# TASK PROMPT
Down to the last line, copy the records below without any change.

(Stored data)
↓
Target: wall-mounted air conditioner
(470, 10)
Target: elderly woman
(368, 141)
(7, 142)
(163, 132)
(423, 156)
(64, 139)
↑
# ANSWER BELOW
Target: wall-mounted air conditioner
(470, 10)
Target: elderly woman
(368, 141)
(7, 142)
(163, 132)
(423, 156)
(64, 139)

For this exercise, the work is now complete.